---------- Data provided ----------

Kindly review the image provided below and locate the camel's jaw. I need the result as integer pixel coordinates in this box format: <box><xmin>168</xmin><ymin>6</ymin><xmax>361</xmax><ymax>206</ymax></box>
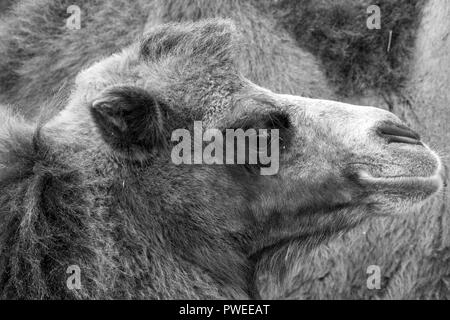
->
<box><xmin>357</xmin><ymin>144</ymin><xmax>445</xmax><ymax>213</ymax></box>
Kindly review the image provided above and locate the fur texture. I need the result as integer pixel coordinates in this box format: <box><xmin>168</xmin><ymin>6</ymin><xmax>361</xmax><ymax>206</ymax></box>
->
<box><xmin>0</xmin><ymin>1</ymin><xmax>449</xmax><ymax>298</ymax></box>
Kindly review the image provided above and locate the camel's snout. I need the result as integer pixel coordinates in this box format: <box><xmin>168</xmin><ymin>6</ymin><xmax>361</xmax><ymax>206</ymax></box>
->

----------

■ **What to work on**:
Copy every line of the data above word for word, with nothing changed. Leave the pictures out of your copy.

■ **Task output**:
Kindly review the image provided below and locate the camel's jaw. I need the result as integer pixel coordinates in this box format: <box><xmin>168</xmin><ymin>6</ymin><xmax>361</xmax><ymax>206</ymax></box>
->
<box><xmin>357</xmin><ymin>144</ymin><xmax>445</xmax><ymax>213</ymax></box>
Kindly review the image provided above and locate the fur texture. I need the result as integer pixel coordinates in this box format: <box><xmin>168</xmin><ymin>6</ymin><xmax>361</xmax><ymax>206</ymax></box>
->
<box><xmin>0</xmin><ymin>1</ymin><xmax>449</xmax><ymax>298</ymax></box>
Kindly review the image provided above and locate the camel's snout. I need the result as integer pixel coordinates in this box format: <box><xmin>168</xmin><ymin>6</ymin><xmax>361</xmax><ymax>206</ymax></box>
->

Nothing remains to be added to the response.